→ **EXERCISE**: Rewrite every entry below with "Pins" replaced by "Points" throughout, leaving everything else unchanged.

→ **RECORDS SUPPLIED**:
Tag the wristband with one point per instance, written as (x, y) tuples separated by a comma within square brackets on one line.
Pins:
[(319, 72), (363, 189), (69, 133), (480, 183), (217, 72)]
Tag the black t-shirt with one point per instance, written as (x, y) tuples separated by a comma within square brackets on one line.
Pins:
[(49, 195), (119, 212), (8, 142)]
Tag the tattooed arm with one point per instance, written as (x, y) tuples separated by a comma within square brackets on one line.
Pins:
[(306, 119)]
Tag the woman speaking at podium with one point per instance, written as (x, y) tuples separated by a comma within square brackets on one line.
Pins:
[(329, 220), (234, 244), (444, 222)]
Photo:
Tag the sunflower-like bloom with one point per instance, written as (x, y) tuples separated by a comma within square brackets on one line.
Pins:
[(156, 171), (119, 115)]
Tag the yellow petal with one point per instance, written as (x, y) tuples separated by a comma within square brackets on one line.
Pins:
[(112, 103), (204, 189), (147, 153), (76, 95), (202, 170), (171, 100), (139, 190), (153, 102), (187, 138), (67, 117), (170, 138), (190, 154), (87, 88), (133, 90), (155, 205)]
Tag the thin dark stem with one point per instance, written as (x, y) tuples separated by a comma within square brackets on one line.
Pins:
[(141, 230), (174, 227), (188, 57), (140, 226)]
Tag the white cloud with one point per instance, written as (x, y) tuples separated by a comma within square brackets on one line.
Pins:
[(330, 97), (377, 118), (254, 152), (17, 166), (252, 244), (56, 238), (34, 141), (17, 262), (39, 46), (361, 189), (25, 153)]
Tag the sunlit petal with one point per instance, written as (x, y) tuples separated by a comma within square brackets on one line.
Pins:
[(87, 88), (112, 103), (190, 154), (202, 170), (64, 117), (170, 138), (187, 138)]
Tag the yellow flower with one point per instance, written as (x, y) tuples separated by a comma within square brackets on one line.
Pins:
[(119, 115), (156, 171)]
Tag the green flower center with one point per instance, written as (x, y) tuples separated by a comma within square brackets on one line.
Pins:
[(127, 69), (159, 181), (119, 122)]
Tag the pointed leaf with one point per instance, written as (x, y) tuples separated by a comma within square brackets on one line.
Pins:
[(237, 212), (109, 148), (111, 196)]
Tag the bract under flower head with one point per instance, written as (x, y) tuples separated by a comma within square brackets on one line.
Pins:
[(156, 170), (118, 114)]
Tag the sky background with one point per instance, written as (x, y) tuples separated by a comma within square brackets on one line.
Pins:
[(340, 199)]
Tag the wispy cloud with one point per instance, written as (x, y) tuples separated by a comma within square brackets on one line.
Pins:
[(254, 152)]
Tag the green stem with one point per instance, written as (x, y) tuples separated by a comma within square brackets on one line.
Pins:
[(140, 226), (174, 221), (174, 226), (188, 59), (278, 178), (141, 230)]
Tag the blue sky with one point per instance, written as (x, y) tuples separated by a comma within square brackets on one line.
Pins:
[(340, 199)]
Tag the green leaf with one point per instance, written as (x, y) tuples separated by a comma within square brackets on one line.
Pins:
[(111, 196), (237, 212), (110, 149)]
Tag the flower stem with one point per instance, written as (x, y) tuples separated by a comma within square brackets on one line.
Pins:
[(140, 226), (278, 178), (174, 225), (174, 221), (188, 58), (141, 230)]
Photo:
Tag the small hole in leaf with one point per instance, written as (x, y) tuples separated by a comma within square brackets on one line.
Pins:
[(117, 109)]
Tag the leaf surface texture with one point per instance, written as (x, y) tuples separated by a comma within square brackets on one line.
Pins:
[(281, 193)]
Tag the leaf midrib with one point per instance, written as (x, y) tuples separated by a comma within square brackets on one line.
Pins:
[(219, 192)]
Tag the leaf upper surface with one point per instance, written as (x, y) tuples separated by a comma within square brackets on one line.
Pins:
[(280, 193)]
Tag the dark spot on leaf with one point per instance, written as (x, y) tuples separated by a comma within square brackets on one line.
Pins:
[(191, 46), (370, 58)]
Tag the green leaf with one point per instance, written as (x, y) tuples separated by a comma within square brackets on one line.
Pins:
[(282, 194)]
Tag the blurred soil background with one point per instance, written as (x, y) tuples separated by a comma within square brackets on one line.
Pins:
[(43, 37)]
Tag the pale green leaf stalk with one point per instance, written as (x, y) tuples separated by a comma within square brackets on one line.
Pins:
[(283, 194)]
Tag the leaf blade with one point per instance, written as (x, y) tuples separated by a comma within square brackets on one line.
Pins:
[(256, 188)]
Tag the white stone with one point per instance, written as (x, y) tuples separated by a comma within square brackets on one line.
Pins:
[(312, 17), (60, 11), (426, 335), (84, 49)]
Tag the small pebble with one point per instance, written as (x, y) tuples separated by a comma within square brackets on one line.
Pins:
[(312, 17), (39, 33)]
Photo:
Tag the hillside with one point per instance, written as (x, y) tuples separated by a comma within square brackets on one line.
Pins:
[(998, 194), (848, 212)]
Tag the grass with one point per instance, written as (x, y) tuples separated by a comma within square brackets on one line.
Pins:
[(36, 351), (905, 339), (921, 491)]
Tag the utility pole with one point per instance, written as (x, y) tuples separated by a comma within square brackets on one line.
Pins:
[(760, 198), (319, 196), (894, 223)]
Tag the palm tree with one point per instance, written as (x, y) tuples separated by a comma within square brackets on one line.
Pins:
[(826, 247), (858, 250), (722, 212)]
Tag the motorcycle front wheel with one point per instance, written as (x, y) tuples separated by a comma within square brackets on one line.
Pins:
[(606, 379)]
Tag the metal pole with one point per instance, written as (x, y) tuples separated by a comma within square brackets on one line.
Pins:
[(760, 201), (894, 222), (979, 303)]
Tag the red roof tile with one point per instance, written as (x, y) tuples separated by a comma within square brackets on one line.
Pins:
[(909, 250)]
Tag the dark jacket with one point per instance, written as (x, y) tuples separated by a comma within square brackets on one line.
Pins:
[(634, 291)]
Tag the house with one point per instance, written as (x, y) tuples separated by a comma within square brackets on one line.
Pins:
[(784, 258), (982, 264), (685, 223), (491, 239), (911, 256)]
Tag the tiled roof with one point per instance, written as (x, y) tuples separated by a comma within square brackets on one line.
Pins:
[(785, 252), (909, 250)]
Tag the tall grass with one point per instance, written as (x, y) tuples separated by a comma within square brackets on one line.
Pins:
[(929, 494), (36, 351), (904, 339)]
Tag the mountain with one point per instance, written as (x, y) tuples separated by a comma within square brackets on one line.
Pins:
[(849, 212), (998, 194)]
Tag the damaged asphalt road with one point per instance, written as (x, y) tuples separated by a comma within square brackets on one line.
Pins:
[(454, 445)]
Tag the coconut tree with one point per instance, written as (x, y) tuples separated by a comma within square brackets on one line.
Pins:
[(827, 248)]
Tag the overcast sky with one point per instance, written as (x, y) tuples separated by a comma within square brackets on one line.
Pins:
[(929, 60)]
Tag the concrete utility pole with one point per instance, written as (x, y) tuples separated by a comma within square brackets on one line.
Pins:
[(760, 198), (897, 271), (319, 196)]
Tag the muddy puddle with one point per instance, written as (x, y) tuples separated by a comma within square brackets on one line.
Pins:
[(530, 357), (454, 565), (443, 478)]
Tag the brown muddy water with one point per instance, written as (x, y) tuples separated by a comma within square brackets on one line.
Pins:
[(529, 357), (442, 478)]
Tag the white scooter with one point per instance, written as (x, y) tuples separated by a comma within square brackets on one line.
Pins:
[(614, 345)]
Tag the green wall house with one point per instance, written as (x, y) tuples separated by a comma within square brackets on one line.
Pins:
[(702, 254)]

→ **SOLUTION TO THIS EXERCISE**:
Tag the wristband with one point per instance, written as (x, y) tuples separated by a comma within square brackets on one line.
Points:
[(319, 72), (363, 189), (69, 133), (480, 183), (217, 72)]
Tag the black t-shirt with one point per instance, written as (x, y) tuples separated by a comma within square brackets on one line.
Points:
[(49, 195), (119, 212), (8, 142)]
Tag the tattooed arm with one point per instance, written as (x, y) tuples separated by a comma within square brackets on one line.
Points:
[(306, 119)]
Tag the woman speaking at podium with one point per instance, written as (x, y) tuples separated by a comma within square brackets on one line.
Points:
[(329, 220), (234, 244), (444, 222)]
Photo:
Tag the sunflower-like bloom with one point per instance, written as (x, y) tuples separated by a comma within square brackets on one line.
Points:
[(156, 171), (119, 115)]
Tag the yellow petal with one point per instance, written as (x, y) tuples separated by a comma within square brackets on one line.
Points:
[(112, 103), (204, 189), (147, 153), (76, 95), (202, 170), (171, 100), (139, 190), (153, 102), (187, 138), (67, 117), (170, 138), (190, 154), (87, 88), (133, 90), (155, 205)]
Tag the thin dark stem with one point per instance, written as (x, y) tuples separated by a comma within square brackets on one line.
Points:
[(141, 230), (174, 227), (188, 57), (140, 226)]
Tag the white cloud with one point per instance, written as (x, y) tuples separated by a comma within square brackets on one line.
Points:
[(330, 97), (377, 118), (254, 152), (17, 166), (252, 244), (56, 238), (34, 141), (17, 262), (39, 46), (361, 189), (25, 153)]
Tag the sunlit petal with one point per instance, written as (x, y) tuples separated by a comma within square brackets on one line.
Points:
[(87, 88), (112, 103), (190, 154), (202, 170), (64, 117), (170, 138), (187, 138)]
Tag the yellow flower with one point per instance, written as (x, y) tuples separated by a comma within square brackets on one line.
Points:
[(119, 115), (156, 171)]
Tag the green flower center with one point per instance, written as (x, y) tuples separated by a comma within square brackets on one line.
Points:
[(127, 69), (159, 181), (119, 122)]
Tag the pointed leaf with one point per instance, written as (x, y) tuples separated by a comma within square brackets on one line.
Points:
[(237, 212), (109, 148), (111, 196)]
Tag the bract under flower head with one point per instance, written as (x, y) tuples separated by a comma within square brackets on one line.
Points:
[(156, 170), (118, 114)]
Tag the sky background with one point per instance, written as (x, y) tuples separated by a comma within square brackets on one line.
Points:
[(340, 199)]
Tag the wispy cloud with one point per instance, written as (x, y) tuples separated by a comma within square brackets on one line.
Points:
[(254, 152)]
Tag the green stem with one point per instance, written as (x, y) tuples separated by a comma within square brackets on one line.
Points:
[(140, 226), (174, 221), (174, 226), (188, 59), (278, 178), (141, 230)]
Tag the blue sky with one point per instance, written as (x, y) tuples separated by a comma within square brackets on one line.
Points:
[(340, 199)]
Tag the green leaf with one point per instance, written as (x, y) tuples separated by a comma within square brackets on one line.
Points:
[(111, 196), (237, 212), (110, 149)]
Tag the flower stem with one point per instance, written as (x, y) tuples separated by a comma within square brackets on one line.
Points:
[(140, 226), (278, 178), (174, 225), (174, 221), (188, 58), (141, 230)]
Photo:
Tag the small hole in leaf with one point per instance, written as (x, y) tuples separated by a comma within square brackets on one line.
Points:
[(117, 109)]
Tag the leaf surface texture with one point per instance, written as (x, y) tuples separated by a comma within square brackets on one line.
Points:
[(281, 193)]
Tag the leaf midrib with one point per instance, written as (x, y) tuples separated by a comma within square brackets on one line.
Points:
[(219, 192)]
Tag the leaf upper surface with one point per instance, written as (x, y) tuples separated by a comma within square brackets on one line.
Points:
[(280, 193)]
Tag the dark spot on leaf with one point per instance, written as (x, y) tuples separated by a comma within square brackets on one line.
Points:
[(191, 46), (370, 58)]
Tag the green leaf with one point per instance, written as (x, y) tuples separated by a comma within square brackets on one line.
Points:
[(282, 194)]
Tag the blurred soil background with one point per instance, written as (x, y) tuples separated by a comma within square brackets on one line.
Points:
[(43, 37)]
Tag the pale green leaf stalk with one point per instance, written as (x, y) tuples separated by a comma within square brackets on one line.
Points:
[(283, 194)]
Tag the leaf blade with one point per instance, written as (x, y) tuples separated by a comma within square brackets on one line.
Points:
[(256, 188)]
Tag the white stone with one point per instance, written as (x, y) tuples separated by a comma within square brackets on one line.
Points:
[(312, 17), (60, 11), (426, 335), (84, 49)]
Tag the small pebble with one point per instance, written as (x, y) tuples separated by a comma within square brackets on one line.
Points:
[(312, 17), (39, 33)]
Photo:
Tag the hillside with one point per instance, written as (x, y) tuples separated by a comma within square brackets on one line.
Points:
[(998, 194), (848, 212)]
Tag the grass with one point per instance, written as (x, y) tuples separated by a comma within square brackets on one line.
Points:
[(36, 351), (905, 339), (921, 491)]
Tag the utility pole with one point per instance, written as (x, y) tuples separated by a comma within square brackets on one line.
Points:
[(760, 198), (319, 196), (894, 223)]
Tag the palm tree with one point per instance, written as (x, y) tuples separated by a comma within square brackets on one line.
Points:
[(826, 247), (858, 250), (722, 212)]
Tag the motorcycle front wheel with one point per instance, written as (x, y) tuples separated by a comma within square brackets on one line.
Points:
[(606, 379)]
Tag the metal pole with one point per instance, written as (x, y) tuples separated by a comma within square brackets on one line.
Points:
[(760, 201), (894, 222), (979, 303)]
Tag the red roof tile with one point per instance, written as (x, y) tuples separated by a comma within square brackets on one line.
Points:
[(909, 250)]
Tag the dark jacket with one point per instance, written as (x, y) tuples separated by a comma within square brackets on one line.
Points:
[(634, 291)]
Tag the house with one point per instance, written as (x, y) tuples separated by a comma within square brackets on one line.
Points:
[(784, 258), (982, 264), (685, 223), (491, 239), (911, 256)]
Tag the tiled roof with one point per instance, written as (x, y) tuples separated by a comma within square brackets on one line.
Points:
[(785, 252), (909, 250)]
Tag the tall grass with one point per instance, written as (x, y) tuples separated by a comma within square brackets on one line.
Points:
[(929, 494), (36, 351), (904, 339)]
Tag the mountain with one point per instance, written as (x, y) tuples separated by a comma within square brackets on one line.
Points:
[(849, 212), (998, 194)]
Tag the damaged asphalt road with one point per instance, written as (x, y) tuples separated by a comma within square brackets on one line.
Points:
[(454, 445)]
Tag the coconut tree with one point per instance, written as (x, y) tuples separated by a comma within square brackets on one line.
Points:
[(827, 248)]
Tag the overcast sky with one point per instance, written as (x, y) tuples separated by a comma within square brackets on one line.
Points:
[(929, 60)]
Tag the concrete utility pole with one point per instance, written as (x, y) tuples separated by a comma within square brackets on one line.
Points:
[(760, 198), (897, 271), (319, 196)]
Tag the muddy puddle with one point per instance, written as (x, y) tuples separated by a comma within square brackets on one line.
Points:
[(530, 357), (454, 565), (443, 478)]
Tag the brown muddy water with one point per instance, written as (x, y) tuples separated by a comma within square brackets on one line.
Points:
[(529, 357), (442, 478)]
Tag the white scooter with one point per instance, written as (x, y) tuples separated by a comma within square brackets on one line.
Points:
[(614, 345)]
Tag the green wall house with one point per instance, written as (x, y) tuples separated by a comma within square brackets on one line.
Points:
[(702, 254)]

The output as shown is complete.